_Consigne a_.
Filtre les entrées et recopie chaque ligne qui contient la chaîne « cabinet ».

_Extrait du texte_.
= = = = = = =
Débarrassé de ses études en 2015, l’alsacien n’est toutefois pas débarrassé de tous tracas par le décès prématuré de sa mère en début de saison, accompagné d’une blessure en début de trêve hivernale. S’échinant encore à améliorer sa régularité, Maxime Marotte profite d’une forme flamboyante durant l’été pour se hisser à nouveau parmi les cadors, réussissant alors une belle fin de saison, gratifiée notamment d’un podium en Coupe du Monde. Frustré par un mauvais départ lors des mondiaux et enfermé dans la masse lors des premiers tours, il décroche cependant une belle 6e place, symbole de ce bel état physique. A nouveau 2e des championnats de France derrière l’éternel Julien Absalon et désormais double vainqueur de l’épreuve marathon, le pilote tricolore reste maître « des autres » dans ses terres, attendant patiemment que son compatriote vosgien tire sa révérence.

Cette belle saison offre d’ailleurs à 2016 la possibilité d’effacer la frustration de 2012. Cette fois bien sélectionné pour les Jeux Olympiques de Rio, après avoir terminé second du test-event l’année précédente, Maxime Marotte réalise un début de saison exceptionnel. Deuxième de la manche de Coupe du Monde de Cairns derrière Nino Shürter mais devant Julien Absalon, il enchaîne avec une troisième place à Albstadt derrière les deux légendes vivantes, avant d’offrir au public de la Bresse un triplé français en s’intercalant entre Absalon et Koretzky sur le podium. Auteur par la suite d’un quatrième podium consécutif à Lenzerheide, il se présente au Brésil avec un moral gonflé à bloc, et une confiance pleinement ravivée. Profitant de ce formidable élan physique et mental, il réalise une prestation de haut-niveau sur cette épreuve qu’il attend depuis quatre ans, rapidement distancé par Shurter et Kuhlavy, mais au contact de ses concurrents pour la troisième place. Si la performance est impressionnante, le résultat laisse toutefois place à l’amertume. Devancé d’à peine dix secondes par l’espagnol Carlos Coloma, champion d’Hispanie en titre, l’alsacien rentre en France bredouille.

Il n’en reste pas moins qu’à cette saison de très haute volée succède à nouveau une année 2017 au sommet. Transfuge durant l’hiver du familial Team BH à l’international Team Cannondale, le mulhousien profite en effet de la décompression post-JO pour changer d’environnement, après huit ans de bons et loyaux services au sein de l’écurie française. Loin de le déstabiliser, ce choix enrichit son expérience, et lui offre d’ailleurs une première saison de régularité avec une troisième place au classement général de la Coupe du Monde, sans jamais être monté sur le podium. Profitant du déclin de Julien Absalon, Maxime Marotte s’empare aussi immédiatement du maillot tricolore, pour la première fois de sa carrière, « la grosse satisfaction de l’année » selon l’intéressé.
= = = = = = =
_Consigne b_.
Modifie le passage de l'extrait sur Maxime Marotte qui commence par « Débarrassé de ses » et se poursuit jusqu'à « tire sa révérence. » en remplaçant « cadors » par « meilleurs ». Donne ensuite ce passage modifié.

Enregistrements du jeu de données
= = = = = = =
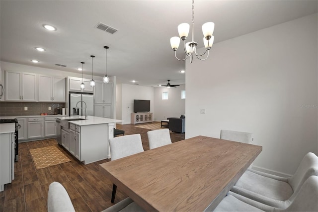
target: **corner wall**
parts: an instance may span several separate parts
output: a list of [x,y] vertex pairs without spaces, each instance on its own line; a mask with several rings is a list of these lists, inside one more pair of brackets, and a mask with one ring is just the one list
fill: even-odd
[[318,25],[316,13],[217,43],[208,60],[187,61],[186,138],[252,132],[263,147],[254,165],[289,175],[307,152],[317,154]]

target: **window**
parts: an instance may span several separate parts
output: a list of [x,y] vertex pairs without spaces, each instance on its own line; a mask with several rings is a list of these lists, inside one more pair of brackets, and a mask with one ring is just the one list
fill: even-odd
[[181,99],[185,99],[185,90],[183,90],[181,91]]
[[162,92],[162,100],[168,99],[168,92]]

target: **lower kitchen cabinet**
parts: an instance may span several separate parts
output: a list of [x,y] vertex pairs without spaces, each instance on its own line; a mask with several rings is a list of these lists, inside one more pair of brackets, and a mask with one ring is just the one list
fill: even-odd
[[27,118],[17,118],[19,122],[19,128],[18,131],[18,139],[19,141],[28,139],[28,124]]
[[28,138],[44,137],[44,120],[43,118],[29,118],[28,122]]
[[70,133],[64,129],[61,130],[62,145],[68,151],[70,151]]

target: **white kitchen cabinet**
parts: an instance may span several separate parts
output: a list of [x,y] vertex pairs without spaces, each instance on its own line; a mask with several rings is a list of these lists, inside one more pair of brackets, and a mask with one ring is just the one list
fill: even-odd
[[0,134],[0,192],[14,179],[13,133]]
[[36,74],[5,71],[5,101],[37,102],[37,77]]
[[65,102],[64,78],[39,75],[39,102]]
[[94,104],[94,115],[103,118],[113,118],[112,104]]
[[[69,83],[69,91],[76,92],[81,92],[80,90],[80,84],[82,83],[81,78],[78,77],[68,77]],[[90,79],[84,79],[84,85],[85,85],[84,92],[93,92],[93,88],[89,86]]]
[[113,87],[112,82],[105,84],[102,81],[96,81],[94,92],[94,103],[112,104]]
[[20,125],[18,130],[18,140],[26,140],[28,138],[27,118],[17,118],[17,120]]
[[44,137],[44,120],[43,118],[29,118],[28,122],[28,138]]
[[70,151],[70,133],[64,129],[61,130],[61,139],[62,145],[65,149]]

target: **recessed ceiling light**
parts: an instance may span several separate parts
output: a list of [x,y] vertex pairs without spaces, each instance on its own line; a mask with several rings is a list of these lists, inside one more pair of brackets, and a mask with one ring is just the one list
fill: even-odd
[[41,47],[35,47],[34,48],[35,49],[36,49],[37,50],[38,50],[39,52],[43,52],[45,51],[45,49],[43,49],[43,48],[41,48]]
[[56,28],[54,27],[54,26],[51,26],[50,25],[44,24],[43,25],[43,27],[50,31],[56,30]]

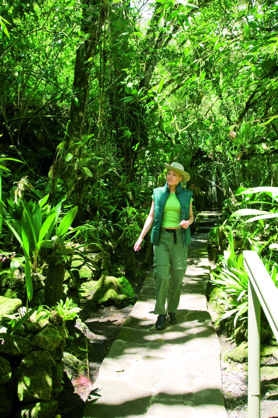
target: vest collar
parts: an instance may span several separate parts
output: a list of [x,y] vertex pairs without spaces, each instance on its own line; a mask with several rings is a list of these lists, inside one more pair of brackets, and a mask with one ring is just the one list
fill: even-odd
[[[176,196],[177,195],[179,194],[180,193],[181,193],[182,191],[182,187],[181,187],[181,182],[180,182],[179,183],[179,184],[178,184],[176,191],[175,192],[176,194]],[[170,189],[169,189],[169,187],[168,186],[168,184],[167,183],[167,181],[166,182],[166,184],[164,186],[164,191],[166,193],[170,193]]]

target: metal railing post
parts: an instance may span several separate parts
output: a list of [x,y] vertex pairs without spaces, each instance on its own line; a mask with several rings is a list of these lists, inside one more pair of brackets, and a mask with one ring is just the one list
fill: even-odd
[[248,280],[248,418],[260,417],[260,303]]

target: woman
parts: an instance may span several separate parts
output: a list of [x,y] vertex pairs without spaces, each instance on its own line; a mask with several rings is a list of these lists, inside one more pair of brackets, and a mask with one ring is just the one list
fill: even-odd
[[192,192],[183,189],[180,182],[188,181],[190,176],[178,163],[168,170],[164,187],[153,190],[150,214],[134,250],[141,248],[143,238],[154,223],[150,240],[153,244],[153,277],[156,302],[154,314],[158,315],[156,328],[164,327],[167,312],[170,324],[178,320],[175,311],[179,302],[181,287],[187,264],[187,247],[190,243],[189,225],[193,222]]

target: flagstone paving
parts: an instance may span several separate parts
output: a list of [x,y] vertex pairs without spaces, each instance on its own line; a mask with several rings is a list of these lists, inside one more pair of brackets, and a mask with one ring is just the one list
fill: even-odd
[[85,418],[226,418],[220,345],[207,310],[207,236],[192,237],[177,311],[160,331],[152,273],[99,369]]

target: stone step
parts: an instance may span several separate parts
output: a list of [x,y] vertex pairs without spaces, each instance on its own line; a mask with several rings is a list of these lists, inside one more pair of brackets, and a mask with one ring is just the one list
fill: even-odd
[[198,213],[197,219],[207,219],[209,218],[219,218],[221,214],[221,212],[204,211]]
[[220,218],[197,218],[196,225],[212,225],[214,224],[220,224],[221,219]]
[[176,325],[155,329],[152,273],[99,369],[84,418],[227,418],[220,345],[207,311],[207,240],[192,237]]
[[200,233],[202,234],[208,233],[209,232],[212,228],[213,228],[213,227],[197,227],[196,228],[196,232],[200,232]]

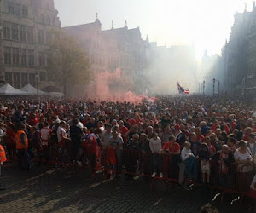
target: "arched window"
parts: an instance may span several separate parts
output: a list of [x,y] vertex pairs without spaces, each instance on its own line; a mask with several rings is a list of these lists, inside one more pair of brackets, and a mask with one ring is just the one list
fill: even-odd
[[45,24],[49,26],[50,25],[50,18],[49,15],[47,15],[45,18]]
[[55,17],[52,18],[52,22],[51,22],[52,26],[55,25]]
[[41,14],[41,23],[44,24],[44,14]]

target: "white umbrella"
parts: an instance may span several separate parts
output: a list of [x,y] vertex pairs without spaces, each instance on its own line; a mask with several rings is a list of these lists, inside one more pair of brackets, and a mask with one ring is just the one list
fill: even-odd
[[6,83],[0,88],[0,95],[26,95],[26,92],[21,91],[12,87],[10,84]]
[[[27,84],[25,87],[22,87],[20,89],[21,91],[27,93],[27,95],[38,95],[38,89],[36,88],[34,88],[33,86],[32,86],[31,84]],[[38,89],[38,94],[39,95],[46,95],[45,92],[43,92],[41,90]]]

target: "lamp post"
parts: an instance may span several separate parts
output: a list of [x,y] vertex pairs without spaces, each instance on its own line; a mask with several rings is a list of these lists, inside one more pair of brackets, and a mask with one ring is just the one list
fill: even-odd
[[213,78],[213,95],[215,94],[215,82],[218,82],[218,95],[220,95],[220,82]]
[[39,105],[40,105],[40,95],[39,95],[39,89],[38,89],[38,80],[39,80],[39,73],[38,72],[36,72],[36,83],[37,83],[37,95],[39,100]]
[[203,81],[203,95],[205,95],[206,81]]
[[216,81],[216,79],[213,78],[213,91],[212,91],[213,95],[215,94],[215,81]]

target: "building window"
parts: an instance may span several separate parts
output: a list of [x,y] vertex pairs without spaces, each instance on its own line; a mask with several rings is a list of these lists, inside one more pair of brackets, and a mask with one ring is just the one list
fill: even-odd
[[20,61],[19,49],[13,48],[12,52],[13,52],[13,65],[19,65],[19,61]]
[[4,64],[10,65],[11,64],[11,48],[4,48]]
[[15,3],[15,15],[18,17],[21,16],[20,4]]
[[15,14],[15,3],[8,3],[8,12],[9,14]]
[[40,72],[40,81],[45,81],[46,80],[46,72]]
[[25,87],[28,83],[27,74],[21,73],[21,86]]
[[48,15],[45,17],[45,24],[50,26],[50,17]]
[[52,39],[52,35],[49,32],[46,32],[46,42],[47,43],[50,43]]
[[26,27],[26,39],[29,43],[34,42],[34,33],[33,33],[33,28],[31,26]]
[[44,14],[41,14],[41,23],[44,24]]
[[22,5],[22,17],[27,18],[27,14],[28,14],[27,6]]
[[26,26],[20,26],[20,41],[22,42],[26,42]]
[[12,24],[12,39],[19,40],[19,26]]
[[3,38],[10,39],[10,23],[3,21]]
[[39,52],[39,66],[44,67],[45,66],[45,54],[44,52]]
[[44,43],[44,32],[42,30],[38,31],[38,43]]
[[55,17],[52,18],[52,22],[51,22],[52,26],[55,26]]
[[13,78],[12,78],[12,73],[9,72],[5,72],[4,73],[4,77],[5,77],[5,81],[10,84],[13,83]]
[[27,62],[29,67],[33,67],[35,65],[35,56],[33,49],[27,49]]
[[32,86],[36,85],[36,75],[35,74],[29,74],[29,83]]
[[20,87],[20,73],[14,73],[14,86],[15,88]]
[[27,53],[26,49],[22,49],[22,55],[21,55],[21,65],[26,66],[27,65]]

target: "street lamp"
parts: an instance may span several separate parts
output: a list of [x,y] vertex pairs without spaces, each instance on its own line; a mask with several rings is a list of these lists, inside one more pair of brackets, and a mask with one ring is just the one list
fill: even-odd
[[36,83],[37,83],[37,95],[40,102],[40,96],[39,96],[39,89],[38,89],[38,80],[39,80],[39,73],[36,72]]
[[213,95],[215,93],[215,82],[218,82],[218,95],[220,95],[220,82],[217,80],[216,78],[213,78]]

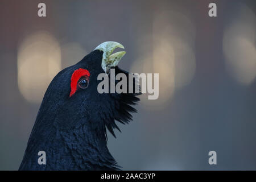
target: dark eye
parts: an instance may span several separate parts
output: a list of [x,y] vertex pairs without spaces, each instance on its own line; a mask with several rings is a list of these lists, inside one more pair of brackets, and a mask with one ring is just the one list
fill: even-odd
[[79,81],[79,86],[82,89],[86,89],[88,86],[89,80],[88,78],[81,78]]

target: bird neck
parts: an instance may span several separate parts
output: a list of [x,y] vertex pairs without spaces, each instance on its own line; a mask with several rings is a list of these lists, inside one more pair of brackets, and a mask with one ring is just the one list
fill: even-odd
[[115,160],[109,152],[104,126],[86,123],[71,131],[62,132],[65,146],[74,157],[79,169],[117,169]]

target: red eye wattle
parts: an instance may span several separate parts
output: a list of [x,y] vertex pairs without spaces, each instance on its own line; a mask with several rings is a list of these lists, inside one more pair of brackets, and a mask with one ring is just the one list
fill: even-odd
[[[88,86],[89,83],[89,77],[90,73],[87,69],[80,68],[75,70],[72,74],[71,79],[71,90],[69,93],[69,97],[73,96],[77,89],[77,84],[80,88],[84,89]],[[80,80],[81,78],[82,78]],[[79,83],[78,82],[79,81]]]

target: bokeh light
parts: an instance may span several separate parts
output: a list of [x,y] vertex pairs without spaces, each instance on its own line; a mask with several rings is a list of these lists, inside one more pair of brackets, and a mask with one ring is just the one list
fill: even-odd
[[54,76],[61,69],[57,40],[47,32],[35,32],[24,39],[18,52],[18,84],[24,98],[39,103]]
[[223,52],[230,76],[239,83],[249,85],[256,76],[256,16],[243,4],[237,14],[225,29]]
[[[188,85],[193,77],[195,27],[183,14],[160,11],[154,14],[152,34],[145,36],[151,36],[152,48],[147,49],[152,51],[139,57],[131,71],[159,73],[159,98],[148,100],[147,94],[141,98],[145,108],[161,109],[168,103],[175,89]],[[139,47],[144,50],[143,42],[139,42]]]

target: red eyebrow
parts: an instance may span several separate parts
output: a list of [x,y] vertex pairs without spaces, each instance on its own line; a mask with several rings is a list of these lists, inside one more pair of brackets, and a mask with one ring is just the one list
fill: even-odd
[[69,93],[69,97],[73,96],[73,94],[76,93],[76,90],[77,89],[77,82],[79,80],[79,79],[82,76],[86,76],[86,77],[90,76],[90,73],[87,69],[79,68],[76,69],[73,72],[71,79],[71,82],[70,84],[70,86],[71,88],[71,91]]

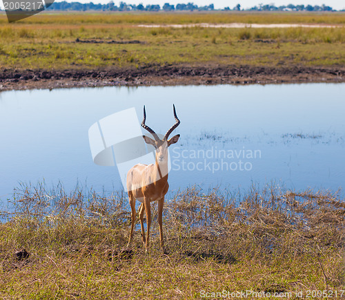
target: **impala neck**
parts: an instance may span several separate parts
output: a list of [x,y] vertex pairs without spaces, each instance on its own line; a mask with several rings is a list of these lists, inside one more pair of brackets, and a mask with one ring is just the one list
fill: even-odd
[[158,179],[164,178],[168,180],[168,154],[162,161],[159,161],[156,153],[155,167],[157,169],[157,176],[159,176]]

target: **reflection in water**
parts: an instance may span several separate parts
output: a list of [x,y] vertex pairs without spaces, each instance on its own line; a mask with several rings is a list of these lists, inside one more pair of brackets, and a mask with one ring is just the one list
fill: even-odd
[[345,84],[94,88],[0,95],[0,198],[19,182],[66,189],[77,180],[121,189],[117,169],[95,165],[88,131],[97,120],[143,105],[149,126],[181,125],[170,150],[170,190],[197,185],[247,189],[272,180],[337,190],[345,175]]

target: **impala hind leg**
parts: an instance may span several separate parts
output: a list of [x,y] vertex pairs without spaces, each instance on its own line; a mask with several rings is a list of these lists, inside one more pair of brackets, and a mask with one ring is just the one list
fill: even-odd
[[150,198],[145,197],[144,199],[144,209],[146,211],[146,224],[148,227],[147,236],[146,236],[146,245],[145,245],[146,252],[148,252],[150,247],[150,227],[151,227],[151,204],[150,203]]
[[161,249],[164,250],[164,242],[163,241],[163,205],[164,204],[164,197],[162,197],[158,200],[158,224],[159,225],[159,240],[161,241]]
[[134,231],[134,225],[135,224],[135,215],[136,215],[135,198],[134,197],[133,194],[131,191],[128,192],[128,197],[129,197],[129,203],[130,205],[130,208],[132,209],[132,213],[131,213],[132,226],[130,227],[130,234],[128,244],[127,245],[127,247],[130,246],[130,244],[132,243],[132,241],[133,239],[133,231]]
[[145,246],[145,230],[144,229],[144,214],[145,213],[145,205],[141,203],[139,207],[139,216],[140,217],[140,225],[141,227],[141,237],[143,238],[143,244]]

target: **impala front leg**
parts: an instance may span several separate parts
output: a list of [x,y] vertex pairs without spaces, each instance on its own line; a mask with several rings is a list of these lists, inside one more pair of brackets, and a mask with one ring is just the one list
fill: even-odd
[[145,197],[144,200],[144,209],[146,211],[146,223],[148,227],[146,245],[145,247],[146,252],[148,252],[150,247],[150,227],[151,226],[151,204],[150,203],[150,198],[148,197]]
[[145,246],[145,229],[144,229],[144,213],[145,212],[145,205],[141,203],[139,207],[139,216],[140,217],[140,225],[141,227],[141,238],[143,244]]
[[158,200],[158,224],[159,225],[159,239],[161,241],[161,248],[162,250],[164,250],[164,242],[163,241],[163,224],[162,224],[164,204],[164,197],[162,197]]

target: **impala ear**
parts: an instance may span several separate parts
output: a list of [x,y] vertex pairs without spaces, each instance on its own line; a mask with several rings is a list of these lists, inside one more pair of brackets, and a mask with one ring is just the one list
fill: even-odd
[[152,138],[150,138],[146,135],[143,135],[143,138],[146,144],[152,144],[152,146],[156,147],[156,143]]
[[175,136],[173,136],[168,141],[168,147],[169,147],[170,144],[175,144],[175,142],[177,142],[179,138],[179,134],[177,134]]

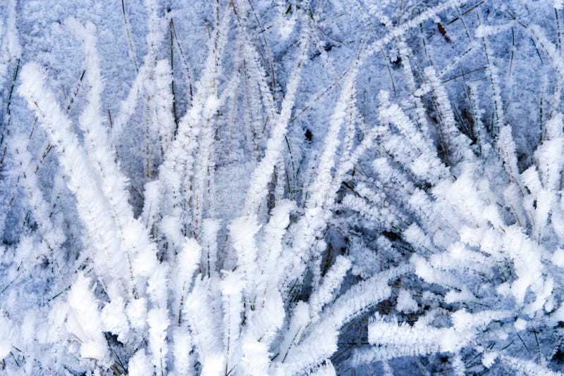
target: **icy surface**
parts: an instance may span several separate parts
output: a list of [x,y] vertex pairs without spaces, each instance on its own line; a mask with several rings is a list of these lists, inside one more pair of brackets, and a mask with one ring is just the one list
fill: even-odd
[[564,372],[563,25],[0,1],[0,374]]

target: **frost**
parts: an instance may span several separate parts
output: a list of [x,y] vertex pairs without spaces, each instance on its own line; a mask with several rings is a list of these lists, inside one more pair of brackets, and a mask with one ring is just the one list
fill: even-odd
[[0,4],[4,373],[564,370],[562,1],[99,3]]

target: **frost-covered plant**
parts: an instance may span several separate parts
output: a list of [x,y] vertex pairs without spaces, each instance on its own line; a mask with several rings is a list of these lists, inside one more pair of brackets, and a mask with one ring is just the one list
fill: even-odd
[[122,2],[117,96],[104,10],[61,97],[0,6],[1,370],[560,371],[562,5],[266,3]]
= = = = = = =
_Résultat a_.
target: **lower kitchen cabinet**
target: **white kitchen cabinet**

_Résultat b_.
Débarrassé de ses études en 2015, l’alsacien n’est toutefois pas débarrassé de tous tracas par le décès prématuré de sa mère en début de saison, accompagné d’une blessure en début de trêve hivernale. S’échinant encore à améliorer sa régularité, Maxime Marotte profite d’une forme flamboyante durant l’été pour se hisser à nouveau parmi les meilleurs, réussissant alors une belle fin de saison, gratifiée notamment d’un podium en Coupe du Monde. Frustré par un mauvais départ lors des mondiaux et enfermé dans la masse lors des premiers tours, il décroche cependant une belle 6e place, symbole de ce bel état physique. A nouveau 2e des championnats de France derrière l’éternel Julien Absalon et désormais double vainqueur de l’épreuve marathon, le pilote tricolore reste maître « des autres » dans ses terres, attendant patiemment que son compatriote vosgien tire sa révérence.